------ TEXT BLOCK

Avoiding the Institutionalisation of Leadership – Lynn Green

In this episode of the YWAM Teaching Podcast Lynn Green shares about how we in YWAM can avoid the pitfall of institutionalising leadership.

Servant Leadership is on one of the foundational values of Youth With A Mission:

YWAM is called to servant leadership as a lifestyle, rather than a leadership hierarchy. A servant leader is one who honors the gifts and callings of those under his/her care and guards their rights and privileges. Just as Jesus served His disciples, we stress the importance of those with leadership responsibilities serving those whom they lead.

It emphasises the importance of leadership being a lifestyle, and not a hierarchy. 

1 Samuel 8 (NIV)

Israel Asks for a King

1 When Samuel grew old, he appointed his sons as Israel’s leaders.[a]2 The name of his firstborn was Joel and the name of his second was Abijah, and they served at Beersheba. 3 But his sons did not follow his ways. They turned aside after dishonest gain and accepted bribes and perverted justice.

4 So all the elders of Israel gathered together and came to Samuel at Ramah. 5 They said to him, “You are old, and your sons do not follow your ways; now appoint a king to lead[b] us, such as all the other nations have.”

6 But when they said, “Give us a king to lead us,” this displeased Samuel; so he prayed to the LORD. 7 And the LORD told him: “Listen to all that the people are saying to you; it is not you they have rejected, but they have rejected me as their king. 8 As they have done from the day I brought them up out of Egypt until this day, forsaking me and serving other gods, so they are doing to you. 9 Now listen to them; but warn them solemnly and let them know what the king who will reign over them will claim as his rights.”

------------
------ INFORMATION SUPPLIED

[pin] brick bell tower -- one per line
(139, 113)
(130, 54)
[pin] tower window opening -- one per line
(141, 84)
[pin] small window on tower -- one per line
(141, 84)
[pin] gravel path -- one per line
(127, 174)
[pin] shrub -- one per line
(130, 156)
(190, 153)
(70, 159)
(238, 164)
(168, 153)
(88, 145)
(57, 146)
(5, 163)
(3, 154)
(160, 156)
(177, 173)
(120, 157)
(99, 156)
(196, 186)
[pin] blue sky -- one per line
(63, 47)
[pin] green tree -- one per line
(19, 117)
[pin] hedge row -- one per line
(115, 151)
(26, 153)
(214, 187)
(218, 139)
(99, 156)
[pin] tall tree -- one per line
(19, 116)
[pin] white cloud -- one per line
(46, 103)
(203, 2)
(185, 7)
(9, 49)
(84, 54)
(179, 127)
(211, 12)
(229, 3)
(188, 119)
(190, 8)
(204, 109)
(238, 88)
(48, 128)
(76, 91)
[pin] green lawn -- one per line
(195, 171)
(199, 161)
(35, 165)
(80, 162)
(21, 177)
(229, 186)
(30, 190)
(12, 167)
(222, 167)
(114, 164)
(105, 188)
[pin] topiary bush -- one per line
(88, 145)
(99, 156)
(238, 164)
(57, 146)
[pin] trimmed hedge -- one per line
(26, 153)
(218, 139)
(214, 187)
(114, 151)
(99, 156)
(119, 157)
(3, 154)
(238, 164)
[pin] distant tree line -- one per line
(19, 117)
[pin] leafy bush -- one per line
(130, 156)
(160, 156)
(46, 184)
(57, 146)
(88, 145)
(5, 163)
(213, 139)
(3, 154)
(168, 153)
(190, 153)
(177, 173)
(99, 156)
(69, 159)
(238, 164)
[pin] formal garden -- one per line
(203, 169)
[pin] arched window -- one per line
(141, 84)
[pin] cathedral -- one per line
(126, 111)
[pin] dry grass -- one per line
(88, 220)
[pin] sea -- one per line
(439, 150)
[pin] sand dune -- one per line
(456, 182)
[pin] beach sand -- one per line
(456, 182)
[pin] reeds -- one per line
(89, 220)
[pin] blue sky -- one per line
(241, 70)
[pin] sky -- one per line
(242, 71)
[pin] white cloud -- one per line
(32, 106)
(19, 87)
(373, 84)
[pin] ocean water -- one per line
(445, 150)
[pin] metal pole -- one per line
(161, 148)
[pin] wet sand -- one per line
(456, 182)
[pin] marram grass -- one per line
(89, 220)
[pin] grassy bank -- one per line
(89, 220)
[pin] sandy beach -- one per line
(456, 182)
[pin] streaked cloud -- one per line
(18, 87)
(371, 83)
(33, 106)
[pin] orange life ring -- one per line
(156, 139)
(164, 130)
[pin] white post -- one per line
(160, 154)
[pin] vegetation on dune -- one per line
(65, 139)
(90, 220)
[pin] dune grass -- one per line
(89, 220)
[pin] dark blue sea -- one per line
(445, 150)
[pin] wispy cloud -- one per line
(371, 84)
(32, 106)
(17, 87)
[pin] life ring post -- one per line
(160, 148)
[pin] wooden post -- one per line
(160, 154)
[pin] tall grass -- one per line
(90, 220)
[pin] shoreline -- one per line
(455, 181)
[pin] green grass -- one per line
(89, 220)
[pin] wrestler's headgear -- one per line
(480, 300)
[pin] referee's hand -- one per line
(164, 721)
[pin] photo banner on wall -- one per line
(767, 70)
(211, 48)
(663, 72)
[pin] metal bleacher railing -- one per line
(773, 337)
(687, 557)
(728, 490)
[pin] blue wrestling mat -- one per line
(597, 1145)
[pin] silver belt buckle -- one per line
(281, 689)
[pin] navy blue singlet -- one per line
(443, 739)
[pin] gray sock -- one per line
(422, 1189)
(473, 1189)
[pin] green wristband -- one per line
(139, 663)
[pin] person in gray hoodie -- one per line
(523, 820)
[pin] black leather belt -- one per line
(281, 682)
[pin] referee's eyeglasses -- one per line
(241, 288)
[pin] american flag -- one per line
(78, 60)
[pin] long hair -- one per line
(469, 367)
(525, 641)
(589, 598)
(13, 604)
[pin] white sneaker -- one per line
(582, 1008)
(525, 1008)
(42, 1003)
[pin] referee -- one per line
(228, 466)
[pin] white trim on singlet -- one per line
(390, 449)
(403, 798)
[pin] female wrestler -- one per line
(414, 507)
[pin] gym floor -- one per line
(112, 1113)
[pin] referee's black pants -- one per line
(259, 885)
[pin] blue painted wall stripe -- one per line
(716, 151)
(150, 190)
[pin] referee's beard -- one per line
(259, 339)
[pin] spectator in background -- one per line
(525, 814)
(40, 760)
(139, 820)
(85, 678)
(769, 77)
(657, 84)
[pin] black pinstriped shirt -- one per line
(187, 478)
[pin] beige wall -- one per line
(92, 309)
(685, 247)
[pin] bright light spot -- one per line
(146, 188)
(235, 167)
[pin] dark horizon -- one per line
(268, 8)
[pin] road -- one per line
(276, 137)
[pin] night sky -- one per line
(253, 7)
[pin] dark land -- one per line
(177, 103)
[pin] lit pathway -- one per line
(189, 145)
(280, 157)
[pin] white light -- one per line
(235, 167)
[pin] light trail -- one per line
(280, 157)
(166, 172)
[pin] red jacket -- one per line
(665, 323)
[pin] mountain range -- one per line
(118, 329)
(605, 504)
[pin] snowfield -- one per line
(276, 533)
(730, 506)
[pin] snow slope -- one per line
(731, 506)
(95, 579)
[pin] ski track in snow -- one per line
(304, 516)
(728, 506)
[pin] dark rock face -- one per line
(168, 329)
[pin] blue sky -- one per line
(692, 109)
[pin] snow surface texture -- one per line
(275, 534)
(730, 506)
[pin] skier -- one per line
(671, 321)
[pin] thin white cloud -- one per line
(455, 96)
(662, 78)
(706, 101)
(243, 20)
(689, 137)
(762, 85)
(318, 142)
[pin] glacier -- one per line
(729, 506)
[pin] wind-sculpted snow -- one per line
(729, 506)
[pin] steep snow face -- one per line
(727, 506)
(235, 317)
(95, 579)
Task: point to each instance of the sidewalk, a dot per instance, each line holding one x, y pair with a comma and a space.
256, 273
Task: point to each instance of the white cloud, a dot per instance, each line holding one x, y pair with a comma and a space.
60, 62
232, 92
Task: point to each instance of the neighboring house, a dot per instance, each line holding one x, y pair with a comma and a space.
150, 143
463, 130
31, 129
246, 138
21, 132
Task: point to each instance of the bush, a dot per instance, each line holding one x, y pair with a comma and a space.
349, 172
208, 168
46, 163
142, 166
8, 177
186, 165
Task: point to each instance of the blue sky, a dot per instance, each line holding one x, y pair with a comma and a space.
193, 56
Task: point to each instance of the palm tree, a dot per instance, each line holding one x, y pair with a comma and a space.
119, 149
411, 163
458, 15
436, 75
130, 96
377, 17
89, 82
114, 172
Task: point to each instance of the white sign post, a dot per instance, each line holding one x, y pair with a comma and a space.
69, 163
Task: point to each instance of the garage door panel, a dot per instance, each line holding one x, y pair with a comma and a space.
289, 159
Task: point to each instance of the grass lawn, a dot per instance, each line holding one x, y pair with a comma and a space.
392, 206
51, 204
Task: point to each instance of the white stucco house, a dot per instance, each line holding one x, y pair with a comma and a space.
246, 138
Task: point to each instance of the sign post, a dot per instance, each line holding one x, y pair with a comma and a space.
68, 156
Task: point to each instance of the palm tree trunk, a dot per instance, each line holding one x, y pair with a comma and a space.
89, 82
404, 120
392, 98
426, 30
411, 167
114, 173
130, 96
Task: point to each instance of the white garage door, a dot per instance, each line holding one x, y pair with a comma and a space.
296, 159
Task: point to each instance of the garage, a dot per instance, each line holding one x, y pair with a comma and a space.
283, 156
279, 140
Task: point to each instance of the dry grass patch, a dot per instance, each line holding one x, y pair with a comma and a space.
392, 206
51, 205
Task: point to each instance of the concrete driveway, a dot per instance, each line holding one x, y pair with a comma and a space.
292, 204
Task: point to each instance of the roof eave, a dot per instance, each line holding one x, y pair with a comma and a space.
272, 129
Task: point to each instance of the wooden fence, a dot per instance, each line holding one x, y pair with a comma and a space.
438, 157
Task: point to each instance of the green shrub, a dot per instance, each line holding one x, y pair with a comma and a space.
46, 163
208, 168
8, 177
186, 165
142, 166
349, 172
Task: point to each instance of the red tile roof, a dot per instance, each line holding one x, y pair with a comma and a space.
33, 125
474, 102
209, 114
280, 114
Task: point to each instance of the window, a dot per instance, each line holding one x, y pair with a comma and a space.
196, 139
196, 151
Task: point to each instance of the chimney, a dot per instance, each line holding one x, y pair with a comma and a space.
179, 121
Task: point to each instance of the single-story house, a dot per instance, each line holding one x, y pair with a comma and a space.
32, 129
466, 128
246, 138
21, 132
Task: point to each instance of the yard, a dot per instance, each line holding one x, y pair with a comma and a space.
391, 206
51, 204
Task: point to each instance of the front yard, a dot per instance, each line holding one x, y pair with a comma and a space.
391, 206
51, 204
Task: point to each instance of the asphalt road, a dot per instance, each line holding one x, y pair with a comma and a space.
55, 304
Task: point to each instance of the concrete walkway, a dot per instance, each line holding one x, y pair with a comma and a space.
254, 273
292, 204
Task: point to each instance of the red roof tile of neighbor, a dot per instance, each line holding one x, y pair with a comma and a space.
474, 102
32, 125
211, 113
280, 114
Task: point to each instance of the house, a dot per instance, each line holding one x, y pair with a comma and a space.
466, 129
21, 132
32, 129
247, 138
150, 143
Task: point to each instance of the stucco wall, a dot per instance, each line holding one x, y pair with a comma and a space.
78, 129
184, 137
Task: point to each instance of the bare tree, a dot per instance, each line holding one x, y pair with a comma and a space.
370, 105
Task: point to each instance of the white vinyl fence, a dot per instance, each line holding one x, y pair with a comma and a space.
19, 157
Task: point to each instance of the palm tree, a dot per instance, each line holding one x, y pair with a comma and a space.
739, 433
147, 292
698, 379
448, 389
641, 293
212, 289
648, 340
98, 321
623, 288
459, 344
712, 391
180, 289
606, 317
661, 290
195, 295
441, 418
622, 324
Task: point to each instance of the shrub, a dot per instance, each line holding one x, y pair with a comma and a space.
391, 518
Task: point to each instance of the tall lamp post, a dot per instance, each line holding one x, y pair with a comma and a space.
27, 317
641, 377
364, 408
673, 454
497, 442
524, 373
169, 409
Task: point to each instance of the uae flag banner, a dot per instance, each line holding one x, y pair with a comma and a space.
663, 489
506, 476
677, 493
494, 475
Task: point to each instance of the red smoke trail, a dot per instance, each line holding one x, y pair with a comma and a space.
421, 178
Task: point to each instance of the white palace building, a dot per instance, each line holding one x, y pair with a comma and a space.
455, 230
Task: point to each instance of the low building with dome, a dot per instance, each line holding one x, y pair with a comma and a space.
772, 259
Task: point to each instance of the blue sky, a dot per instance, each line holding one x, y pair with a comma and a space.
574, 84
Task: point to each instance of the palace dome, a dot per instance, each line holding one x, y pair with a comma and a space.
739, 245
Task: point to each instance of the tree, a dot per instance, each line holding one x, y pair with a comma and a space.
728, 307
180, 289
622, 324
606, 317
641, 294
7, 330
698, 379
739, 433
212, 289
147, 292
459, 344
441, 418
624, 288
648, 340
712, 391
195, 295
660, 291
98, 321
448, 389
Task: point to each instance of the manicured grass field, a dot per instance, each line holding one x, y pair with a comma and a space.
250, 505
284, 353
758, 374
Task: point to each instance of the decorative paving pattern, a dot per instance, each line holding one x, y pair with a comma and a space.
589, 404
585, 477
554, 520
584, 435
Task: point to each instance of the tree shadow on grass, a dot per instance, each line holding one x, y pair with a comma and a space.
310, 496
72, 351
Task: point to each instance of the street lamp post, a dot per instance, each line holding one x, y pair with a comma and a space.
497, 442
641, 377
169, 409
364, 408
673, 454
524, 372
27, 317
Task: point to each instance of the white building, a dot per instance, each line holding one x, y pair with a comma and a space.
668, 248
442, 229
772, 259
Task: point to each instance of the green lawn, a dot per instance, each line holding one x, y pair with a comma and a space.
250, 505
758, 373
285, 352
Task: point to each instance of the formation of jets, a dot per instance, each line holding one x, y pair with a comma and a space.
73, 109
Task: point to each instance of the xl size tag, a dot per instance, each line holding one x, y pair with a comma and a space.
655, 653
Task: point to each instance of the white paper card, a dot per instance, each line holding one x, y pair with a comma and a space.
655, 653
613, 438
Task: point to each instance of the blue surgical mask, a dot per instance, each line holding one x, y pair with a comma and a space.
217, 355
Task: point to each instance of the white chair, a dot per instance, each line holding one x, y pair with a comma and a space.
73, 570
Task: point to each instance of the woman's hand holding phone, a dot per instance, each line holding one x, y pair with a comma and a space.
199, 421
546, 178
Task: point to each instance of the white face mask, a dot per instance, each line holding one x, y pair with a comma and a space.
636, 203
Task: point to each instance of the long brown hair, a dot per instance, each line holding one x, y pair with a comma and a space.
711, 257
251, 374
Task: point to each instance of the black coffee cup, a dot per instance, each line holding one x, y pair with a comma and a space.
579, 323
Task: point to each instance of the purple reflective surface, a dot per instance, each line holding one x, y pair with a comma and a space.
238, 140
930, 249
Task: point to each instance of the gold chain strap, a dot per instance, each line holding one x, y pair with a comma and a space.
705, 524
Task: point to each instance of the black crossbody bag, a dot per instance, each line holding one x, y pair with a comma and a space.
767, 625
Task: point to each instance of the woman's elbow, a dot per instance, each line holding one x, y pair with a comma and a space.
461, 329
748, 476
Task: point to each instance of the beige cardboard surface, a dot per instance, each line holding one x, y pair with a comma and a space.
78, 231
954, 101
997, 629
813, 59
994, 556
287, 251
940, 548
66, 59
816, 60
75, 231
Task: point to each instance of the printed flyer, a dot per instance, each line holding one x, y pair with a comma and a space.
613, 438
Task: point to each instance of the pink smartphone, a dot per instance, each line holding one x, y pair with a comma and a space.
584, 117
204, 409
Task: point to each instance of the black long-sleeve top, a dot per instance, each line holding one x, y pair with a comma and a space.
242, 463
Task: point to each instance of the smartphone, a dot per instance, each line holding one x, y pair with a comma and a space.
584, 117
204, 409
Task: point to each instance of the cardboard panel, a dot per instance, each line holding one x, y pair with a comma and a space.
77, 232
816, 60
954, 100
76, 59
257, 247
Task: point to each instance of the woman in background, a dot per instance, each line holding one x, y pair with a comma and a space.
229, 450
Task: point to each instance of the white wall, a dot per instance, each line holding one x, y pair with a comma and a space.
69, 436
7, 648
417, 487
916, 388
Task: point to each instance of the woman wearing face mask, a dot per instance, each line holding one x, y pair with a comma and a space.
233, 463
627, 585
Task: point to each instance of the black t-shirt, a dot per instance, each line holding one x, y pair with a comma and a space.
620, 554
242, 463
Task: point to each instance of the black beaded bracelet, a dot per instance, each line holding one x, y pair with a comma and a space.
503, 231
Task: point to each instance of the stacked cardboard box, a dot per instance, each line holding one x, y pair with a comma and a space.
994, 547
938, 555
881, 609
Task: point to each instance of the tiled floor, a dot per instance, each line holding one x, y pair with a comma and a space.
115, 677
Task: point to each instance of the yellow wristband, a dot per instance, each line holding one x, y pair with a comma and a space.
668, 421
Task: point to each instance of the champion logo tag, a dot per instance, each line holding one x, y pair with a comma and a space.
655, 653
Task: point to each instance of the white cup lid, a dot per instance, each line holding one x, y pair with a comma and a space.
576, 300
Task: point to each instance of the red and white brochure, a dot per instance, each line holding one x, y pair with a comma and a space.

------------

WHAT TO DO
a – Quote the part of the servant leadership page that opens with the words containing "Avoiding the Institutionalisation" and closes with "of institutionalising leadership.".
b – Find each line of the listing that contains the string "shirt" and copy those lines.
The listing is unrelated to the servant leadership page.

TASK-BY-TASK OUTPUTS
a –
Avoiding the Institutionalisation of Leadership – Lynn Green

In this episode of the YWAM Teaching Podcast Lynn Green shares about how we in YWAM can avoid the pitfall of institutionalising leadership.

b –
[pin] black pinstriped shirt -- one per line
Task: point to each instance of the black t-shirt, a dot per instance, each line holding one x, y pair with a comma and a space.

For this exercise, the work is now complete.